SELECTION >>
Ralph Oliver Prouton (1 March 1926 – 12 September 2018) was an English first-class cricketer.

Cricket
Between 1949 and 1954 Prouton played 52 first-class matches for Hampshire as a wicketkeeper/batsman, scoring 982 runs at an average of 14.44, taking 84 catches and making 13 stumpings. He made his first-class debut against Leicestershire at Southampton in 1949, making a duck in his only innings, taking two catches and making two stumpings in the two Leicestershire innings. Hampshire won the match by 100 runs. He made his top score of 90 against Leicestershire in a drawn match at Portsmouth in 1953. Following the retirement of incumbent wicketkeeper Neil McCorkell, Prouton played 26 matches in 1952, missing only 3 games. Thereafter he played 17 matches in 1953 but only 3 matches in 1954, as Leo Harrison established himself as the first choice wicketkeeper.

WRITTEN PROBLEM A >>
Write out the Prouton biography in full, word for word.
The Prouton biography has no connection to the records that follow it.

ENTRIES >>
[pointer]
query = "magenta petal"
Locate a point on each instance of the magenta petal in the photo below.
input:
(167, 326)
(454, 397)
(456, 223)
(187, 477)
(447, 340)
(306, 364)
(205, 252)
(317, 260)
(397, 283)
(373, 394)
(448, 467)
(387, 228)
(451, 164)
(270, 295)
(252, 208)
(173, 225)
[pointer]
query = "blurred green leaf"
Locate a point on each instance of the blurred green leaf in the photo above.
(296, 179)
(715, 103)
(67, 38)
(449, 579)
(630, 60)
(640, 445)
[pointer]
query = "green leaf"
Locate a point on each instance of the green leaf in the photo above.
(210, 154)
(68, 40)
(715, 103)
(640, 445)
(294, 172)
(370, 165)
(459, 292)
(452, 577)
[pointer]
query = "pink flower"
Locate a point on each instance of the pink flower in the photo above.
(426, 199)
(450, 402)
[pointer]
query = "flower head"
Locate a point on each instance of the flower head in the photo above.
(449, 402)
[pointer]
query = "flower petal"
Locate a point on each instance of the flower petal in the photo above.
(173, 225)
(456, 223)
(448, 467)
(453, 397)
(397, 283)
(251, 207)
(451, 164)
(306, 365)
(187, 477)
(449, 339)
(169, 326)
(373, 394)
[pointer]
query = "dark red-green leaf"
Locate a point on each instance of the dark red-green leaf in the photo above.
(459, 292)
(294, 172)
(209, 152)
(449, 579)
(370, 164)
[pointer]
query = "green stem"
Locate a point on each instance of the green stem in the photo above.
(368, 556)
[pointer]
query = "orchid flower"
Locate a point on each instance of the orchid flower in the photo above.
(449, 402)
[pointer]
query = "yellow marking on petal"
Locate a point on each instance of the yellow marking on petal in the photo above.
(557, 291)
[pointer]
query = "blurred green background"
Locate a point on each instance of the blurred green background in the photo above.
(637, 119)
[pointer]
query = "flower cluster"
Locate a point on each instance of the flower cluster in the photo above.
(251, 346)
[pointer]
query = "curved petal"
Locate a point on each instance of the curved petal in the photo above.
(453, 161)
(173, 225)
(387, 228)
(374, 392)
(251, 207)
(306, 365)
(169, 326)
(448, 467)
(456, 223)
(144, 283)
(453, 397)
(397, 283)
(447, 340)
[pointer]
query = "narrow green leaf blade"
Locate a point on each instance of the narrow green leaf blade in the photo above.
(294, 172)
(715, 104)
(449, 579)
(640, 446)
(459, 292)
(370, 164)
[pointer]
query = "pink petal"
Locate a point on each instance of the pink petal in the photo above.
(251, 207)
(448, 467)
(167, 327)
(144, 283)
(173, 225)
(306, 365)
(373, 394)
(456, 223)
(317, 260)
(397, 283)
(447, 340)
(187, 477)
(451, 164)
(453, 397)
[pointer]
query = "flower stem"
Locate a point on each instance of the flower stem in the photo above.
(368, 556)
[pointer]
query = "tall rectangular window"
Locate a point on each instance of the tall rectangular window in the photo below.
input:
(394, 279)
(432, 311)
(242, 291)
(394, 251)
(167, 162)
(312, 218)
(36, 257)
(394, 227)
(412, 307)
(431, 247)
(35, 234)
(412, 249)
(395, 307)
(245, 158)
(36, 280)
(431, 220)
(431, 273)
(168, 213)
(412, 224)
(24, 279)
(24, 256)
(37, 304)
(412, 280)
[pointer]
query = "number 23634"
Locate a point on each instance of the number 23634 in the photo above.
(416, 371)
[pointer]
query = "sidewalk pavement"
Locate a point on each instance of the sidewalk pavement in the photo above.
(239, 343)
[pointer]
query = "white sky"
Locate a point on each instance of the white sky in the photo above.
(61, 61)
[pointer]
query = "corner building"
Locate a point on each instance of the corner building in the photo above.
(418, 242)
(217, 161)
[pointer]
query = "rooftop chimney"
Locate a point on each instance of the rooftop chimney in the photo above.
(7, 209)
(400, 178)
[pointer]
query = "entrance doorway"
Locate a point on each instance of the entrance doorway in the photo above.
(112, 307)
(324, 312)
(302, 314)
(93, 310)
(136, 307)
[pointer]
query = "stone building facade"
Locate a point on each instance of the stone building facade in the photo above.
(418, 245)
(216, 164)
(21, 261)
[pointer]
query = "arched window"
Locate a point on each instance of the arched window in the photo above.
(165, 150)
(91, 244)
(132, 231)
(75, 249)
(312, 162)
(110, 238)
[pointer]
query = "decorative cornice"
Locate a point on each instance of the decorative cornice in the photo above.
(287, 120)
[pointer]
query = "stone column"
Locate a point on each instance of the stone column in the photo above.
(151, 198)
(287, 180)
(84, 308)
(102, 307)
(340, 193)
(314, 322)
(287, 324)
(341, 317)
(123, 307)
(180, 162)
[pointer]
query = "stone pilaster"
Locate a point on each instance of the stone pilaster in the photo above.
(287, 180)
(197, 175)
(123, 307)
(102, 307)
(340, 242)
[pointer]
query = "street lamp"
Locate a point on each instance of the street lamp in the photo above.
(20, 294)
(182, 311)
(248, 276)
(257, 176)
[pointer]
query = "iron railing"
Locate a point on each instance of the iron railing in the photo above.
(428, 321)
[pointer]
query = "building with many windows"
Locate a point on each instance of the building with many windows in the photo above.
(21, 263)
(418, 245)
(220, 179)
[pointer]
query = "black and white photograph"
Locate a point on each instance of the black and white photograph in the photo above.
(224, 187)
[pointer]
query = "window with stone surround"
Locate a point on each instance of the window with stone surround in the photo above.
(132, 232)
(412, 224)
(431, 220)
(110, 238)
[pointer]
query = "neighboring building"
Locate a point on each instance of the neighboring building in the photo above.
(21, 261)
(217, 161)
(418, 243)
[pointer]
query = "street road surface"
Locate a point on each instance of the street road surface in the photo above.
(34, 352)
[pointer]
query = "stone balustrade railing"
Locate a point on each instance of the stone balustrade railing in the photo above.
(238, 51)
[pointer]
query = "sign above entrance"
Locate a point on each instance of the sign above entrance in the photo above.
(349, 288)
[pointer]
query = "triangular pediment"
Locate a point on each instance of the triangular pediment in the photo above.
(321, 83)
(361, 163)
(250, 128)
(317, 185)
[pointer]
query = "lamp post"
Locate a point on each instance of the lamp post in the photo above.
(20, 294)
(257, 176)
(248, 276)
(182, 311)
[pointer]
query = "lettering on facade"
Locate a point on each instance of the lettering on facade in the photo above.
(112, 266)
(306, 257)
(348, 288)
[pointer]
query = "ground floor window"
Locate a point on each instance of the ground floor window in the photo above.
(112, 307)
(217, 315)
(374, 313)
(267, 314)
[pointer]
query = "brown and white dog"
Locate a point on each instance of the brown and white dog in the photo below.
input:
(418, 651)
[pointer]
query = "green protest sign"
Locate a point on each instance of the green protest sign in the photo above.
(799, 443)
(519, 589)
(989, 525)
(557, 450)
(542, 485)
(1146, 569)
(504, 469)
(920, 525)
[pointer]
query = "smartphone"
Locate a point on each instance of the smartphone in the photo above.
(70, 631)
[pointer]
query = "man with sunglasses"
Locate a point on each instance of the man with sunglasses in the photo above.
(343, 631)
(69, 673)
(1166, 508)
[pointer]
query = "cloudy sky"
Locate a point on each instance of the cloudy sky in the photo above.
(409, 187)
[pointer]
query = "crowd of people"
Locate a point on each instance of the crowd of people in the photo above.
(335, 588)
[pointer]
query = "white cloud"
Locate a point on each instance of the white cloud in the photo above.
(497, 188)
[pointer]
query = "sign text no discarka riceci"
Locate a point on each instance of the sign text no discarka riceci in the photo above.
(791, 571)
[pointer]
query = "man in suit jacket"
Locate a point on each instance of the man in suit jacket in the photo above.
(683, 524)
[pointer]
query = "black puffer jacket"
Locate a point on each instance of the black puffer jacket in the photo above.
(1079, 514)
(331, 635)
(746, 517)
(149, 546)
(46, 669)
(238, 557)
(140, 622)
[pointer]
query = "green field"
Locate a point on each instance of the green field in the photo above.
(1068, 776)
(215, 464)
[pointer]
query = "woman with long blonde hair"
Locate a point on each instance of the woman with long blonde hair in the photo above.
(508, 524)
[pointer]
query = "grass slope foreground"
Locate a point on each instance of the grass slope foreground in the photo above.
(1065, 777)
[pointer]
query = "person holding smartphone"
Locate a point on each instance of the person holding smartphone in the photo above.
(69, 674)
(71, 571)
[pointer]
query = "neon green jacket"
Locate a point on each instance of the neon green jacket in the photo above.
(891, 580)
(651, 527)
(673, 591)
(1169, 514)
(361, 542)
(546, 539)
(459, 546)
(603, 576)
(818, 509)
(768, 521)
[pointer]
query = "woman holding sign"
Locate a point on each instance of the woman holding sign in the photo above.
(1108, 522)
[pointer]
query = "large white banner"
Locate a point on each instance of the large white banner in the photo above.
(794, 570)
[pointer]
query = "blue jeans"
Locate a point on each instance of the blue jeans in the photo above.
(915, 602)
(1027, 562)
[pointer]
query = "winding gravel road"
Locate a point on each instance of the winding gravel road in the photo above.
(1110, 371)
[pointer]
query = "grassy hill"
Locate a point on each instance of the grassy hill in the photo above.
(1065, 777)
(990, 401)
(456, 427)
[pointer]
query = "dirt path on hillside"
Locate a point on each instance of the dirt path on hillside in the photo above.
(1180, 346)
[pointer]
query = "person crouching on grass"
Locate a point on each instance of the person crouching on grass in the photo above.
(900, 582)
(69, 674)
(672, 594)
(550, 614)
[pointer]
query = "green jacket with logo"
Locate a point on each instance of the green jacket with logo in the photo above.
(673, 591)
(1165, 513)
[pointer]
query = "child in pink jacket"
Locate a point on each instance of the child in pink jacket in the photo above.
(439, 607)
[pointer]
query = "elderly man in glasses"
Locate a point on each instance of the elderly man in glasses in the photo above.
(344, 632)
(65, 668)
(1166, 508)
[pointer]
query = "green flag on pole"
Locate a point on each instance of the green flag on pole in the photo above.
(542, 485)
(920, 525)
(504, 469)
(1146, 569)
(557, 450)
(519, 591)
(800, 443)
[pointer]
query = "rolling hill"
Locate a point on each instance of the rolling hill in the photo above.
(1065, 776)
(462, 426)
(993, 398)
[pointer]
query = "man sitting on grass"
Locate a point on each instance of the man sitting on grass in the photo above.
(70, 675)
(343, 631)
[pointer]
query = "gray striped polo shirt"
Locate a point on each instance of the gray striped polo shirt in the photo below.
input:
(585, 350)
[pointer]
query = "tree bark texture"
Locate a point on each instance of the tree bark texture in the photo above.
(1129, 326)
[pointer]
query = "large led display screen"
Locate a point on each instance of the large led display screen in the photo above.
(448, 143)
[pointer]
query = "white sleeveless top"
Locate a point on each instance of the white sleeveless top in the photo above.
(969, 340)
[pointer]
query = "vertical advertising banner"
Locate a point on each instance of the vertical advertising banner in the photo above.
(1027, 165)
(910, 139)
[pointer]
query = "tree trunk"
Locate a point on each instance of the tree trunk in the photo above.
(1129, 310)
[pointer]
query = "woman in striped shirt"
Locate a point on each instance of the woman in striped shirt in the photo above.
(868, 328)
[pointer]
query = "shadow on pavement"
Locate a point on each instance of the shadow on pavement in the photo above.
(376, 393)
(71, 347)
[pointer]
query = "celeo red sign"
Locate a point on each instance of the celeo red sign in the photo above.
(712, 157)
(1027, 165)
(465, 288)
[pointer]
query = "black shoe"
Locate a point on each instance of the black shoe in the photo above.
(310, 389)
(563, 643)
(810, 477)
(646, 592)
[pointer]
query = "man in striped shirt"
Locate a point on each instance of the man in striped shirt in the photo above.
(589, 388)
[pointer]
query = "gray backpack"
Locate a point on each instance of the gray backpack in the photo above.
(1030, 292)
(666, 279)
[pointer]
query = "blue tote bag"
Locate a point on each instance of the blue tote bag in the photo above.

WRITTEN PROBLEM B >>
Pick out every line of the records that contains the string "iron" and copy each of those lines. Case counts.

EXERCISE RESPONSE A >>
Ralph Oliver Prouton (1 March 1926 – 12 September 2018) was an English first-class cricketer.

Cricket
Between 1949 and 1954 Prouton played 52 first-class matches for Hampshire as a wicketkeeper/batsman, scoring 982 runs at an average of 14.44, taking 84 catches and making 13 stumpings. He made his first-class debut against Leicestershire at Southampton in 1949, making a duck in his only innings, taking two catches and making two stumpings in the two Leicestershire innings. Hampshire won the match by 100 runs. He made his top score of 90 against Leicestershire in a drawn match at Portsmouth in 1953. Following the retirement of incumbent wicketkeeper Neil McCorkell, Prouton played 26 matches in 1952, missing only 3 games. Thereafter he played 17 matches in 1953 but only 3 matches in 1954, as Leo Harrison established himself as the first choice wicketkeeper.

EXERCISE RESPONSE B >>
query = "iron railing"
Locate a point on each instance of the iron railing in the photo above.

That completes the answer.